What you will do
Reproduce every line of the items below word for word, omitting the pictures from your answer.

Records supplied
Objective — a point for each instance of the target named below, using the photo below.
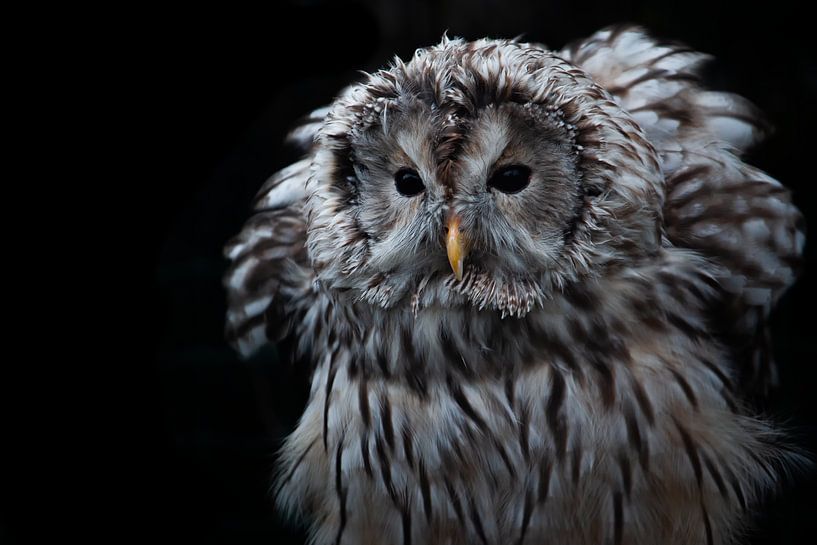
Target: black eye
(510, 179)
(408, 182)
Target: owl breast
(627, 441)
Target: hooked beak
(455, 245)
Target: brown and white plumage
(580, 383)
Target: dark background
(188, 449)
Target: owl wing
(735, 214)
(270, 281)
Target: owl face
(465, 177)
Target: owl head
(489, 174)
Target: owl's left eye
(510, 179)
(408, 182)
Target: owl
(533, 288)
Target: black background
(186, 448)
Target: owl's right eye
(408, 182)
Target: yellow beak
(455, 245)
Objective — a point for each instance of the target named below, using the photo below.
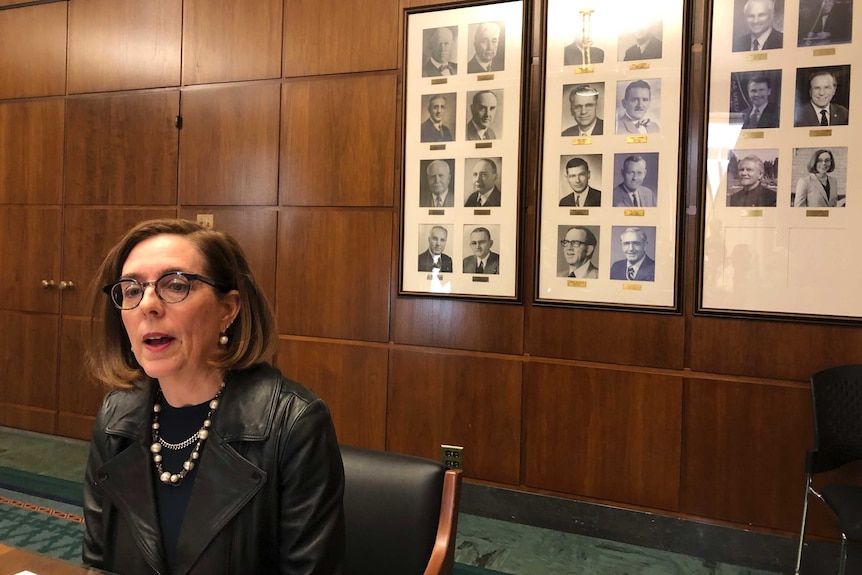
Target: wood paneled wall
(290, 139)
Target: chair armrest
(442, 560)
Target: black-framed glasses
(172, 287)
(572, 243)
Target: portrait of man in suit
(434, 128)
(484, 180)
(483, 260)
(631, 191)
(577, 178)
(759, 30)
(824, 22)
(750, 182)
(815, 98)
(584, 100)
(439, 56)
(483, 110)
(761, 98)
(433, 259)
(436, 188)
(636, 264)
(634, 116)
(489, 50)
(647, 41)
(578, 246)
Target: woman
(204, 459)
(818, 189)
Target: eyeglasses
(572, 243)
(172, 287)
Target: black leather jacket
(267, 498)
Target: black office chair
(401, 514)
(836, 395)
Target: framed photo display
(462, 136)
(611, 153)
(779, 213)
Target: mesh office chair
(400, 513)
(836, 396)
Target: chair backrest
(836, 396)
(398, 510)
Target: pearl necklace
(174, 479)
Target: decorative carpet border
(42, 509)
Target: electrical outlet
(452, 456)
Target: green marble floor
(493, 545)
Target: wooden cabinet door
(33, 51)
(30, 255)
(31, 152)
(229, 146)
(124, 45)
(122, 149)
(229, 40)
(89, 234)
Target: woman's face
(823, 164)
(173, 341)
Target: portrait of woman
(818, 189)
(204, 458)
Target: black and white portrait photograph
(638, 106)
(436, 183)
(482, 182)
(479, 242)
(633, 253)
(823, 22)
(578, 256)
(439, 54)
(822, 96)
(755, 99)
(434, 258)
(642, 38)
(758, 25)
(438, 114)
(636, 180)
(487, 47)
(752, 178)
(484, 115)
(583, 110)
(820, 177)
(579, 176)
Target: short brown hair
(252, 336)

Solution
Objective — a point for each instance of the target named below, using the photo below.
Target: black eye
(510, 179)
(408, 182)
Target: owl breast
(627, 441)
Target: hooked beak
(455, 245)
Target: brown and white plumage
(580, 383)
Target: dark background
(188, 449)
Target: owl wing
(735, 214)
(270, 281)
Target: owl face
(465, 177)
Target: owl head
(489, 174)
Target: owl's left eye
(510, 179)
(408, 182)
Target: owl
(533, 288)
Target: black background
(186, 448)
Target: owl's right eye
(408, 182)
Target: yellow beak
(455, 245)
Objective — a point for each instance of the target named below, using the photo below.
Target: wood paneled wall
(290, 139)
Target: chair armrest
(442, 560)
Target: black-framed glasses
(172, 287)
(572, 243)
Target: portrait of man in suit
(434, 128)
(484, 180)
(483, 260)
(631, 191)
(577, 178)
(759, 30)
(824, 22)
(750, 182)
(815, 98)
(584, 100)
(439, 56)
(483, 110)
(761, 98)
(433, 259)
(436, 188)
(636, 264)
(634, 116)
(489, 50)
(647, 41)
(578, 246)
Target: woman
(204, 459)
(818, 189)
Target: eyeglasses
(572, 243)
(172, 287)
Target: black leather jacket
(267, 498)
Target: black office chair
(401, 514)
(836, 395)
Target: framed photo display
(462, 136)
(611, 153)
(779, 213)
Target: mesh office chair
(400, 513)
(836, 396)
Target: chair backrest
(836, 396)
(398, 510)
Target: pearl necklace
(174, 479)
Target: decorative carpet border
(42, 509)
Target: electrical outlet
(452, 456)
Target: green marble floor
(493, 545)
Target: wooden cabinet door
(33, 51)
(30, 255)
(31, 152)
(229, 146)
(124, 45)
(122, 149)
(229, 40)
(89, 234)
Target: woman's face
(823, 164)
(173, 341)
Target: portrait of woman
(818, 189)
(204, 458)
Target: black and white portrait photograph
(638, 106)
(436, 183)
(482, 182)
(479, 242)
(633, 253)
(823, 22)
(578, 256)
(439, 54)
(822, 96)
(755, 99)
(434, 258)
(642, 38)
(758, 25)
(438, 114)
(636, 180)
(487, 47)
(752, 178)
(484, 115)
(583, 110)
(820, 177)
(579, 176)
Target: short brown hair
(252, 336)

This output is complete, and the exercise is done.